▸ **Passage**
Cumulative effects of externalities are hard to even measure, let alone “correct” by taxation.
Who in the outer edges of the Sydney CBD benefits and who loses from automotive pollution?
You seem to only like efficient and progressive taxes. Personally, I prefer to keep taxes low and proportional.
At no stage did I say I prefer progressive tax to proportional tax. In fact, I’m pretty sure I explixitly indicated support for 30/30 and flat-rate broad-based GST. But a carbon tax is not a proportional tax.
And I thought it was pretty clear from the context of my argument, that my comments about efficiency were with regards to the efficiency of the marketplace – not the efficiency with which tax could be collected.
You also don’t seem to understand what makes a tax efficient anyway (Ramsey efficiency dictates than it’s best to tax products with price inelastic demand/supply).
Yes, tax on products with inelastic demand/supply are efficient at gathering taxes, but that does not mean they are the most
efficient result for the marketplace. Fuel, for instance, is a basic input cost for many other products. When petrol prices go up, so does the cost of other things (eg, fruit). When the price of these other things go up, their demand goes down.

▸ **Given records**
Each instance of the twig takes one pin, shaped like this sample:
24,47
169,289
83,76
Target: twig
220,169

▸ **Problems and tasks**
[1] Summarize the tax debate in two sentences.
[2] List every adjective the tax debate uses to describe taxes, giving each one once.
[3] Continue the tax debate after its final sentence.
The items are separate material from the tax debate.

▸ **Solved problems**
[1] The tax debate begins by doubting that the cumulative effects of externalities can be measured or corrected through taxation. One participant, who prefers low and proportional taxes, cites Ramsey efficiency for taxing price-inelastic products, and the other answers that they never favored progressive over proportional tax, that their efficiency remarks concerned the marketplace, and that taxing a basic input like fuel raises the cost of other goods and lowers demand for them.

[2] efficient, progressive, low, proportional, flat-rate, broad-based

[3]
Also, a carbon tax is not simply a tax on fossil fuel, for which demand is less elastic. It is a tax on emissions. Brendan gave the example of methane emmisions from cows… Bob Brown is already on the warpath about tree loggers burning off deforested areas, claiming them as one of “the big CO2 offendors”.
As for how our energies should be spent… you decide for you and I’ll decide for me.
I do decide for myself, John – and I will continue to try and persuade other people to see it my way
You can debate utopia and I’ll try to actually influence political reality. The most pointless waste of energies was people complaining that my hypothetical question was evil.
I never personally called your question evil, and did provide an answer. But you can’t expect people to to say which of the answers was better without qualifying their statements. My answer from the beginning was essentially, “tax is better of the options provided, but…”
And yes, whenever this and other sites start arguing over which action is the most libertarian, it inevitably leads to these sort of arguments… but that was essentially your question in the first place, so I don’t know why the result was unexpected.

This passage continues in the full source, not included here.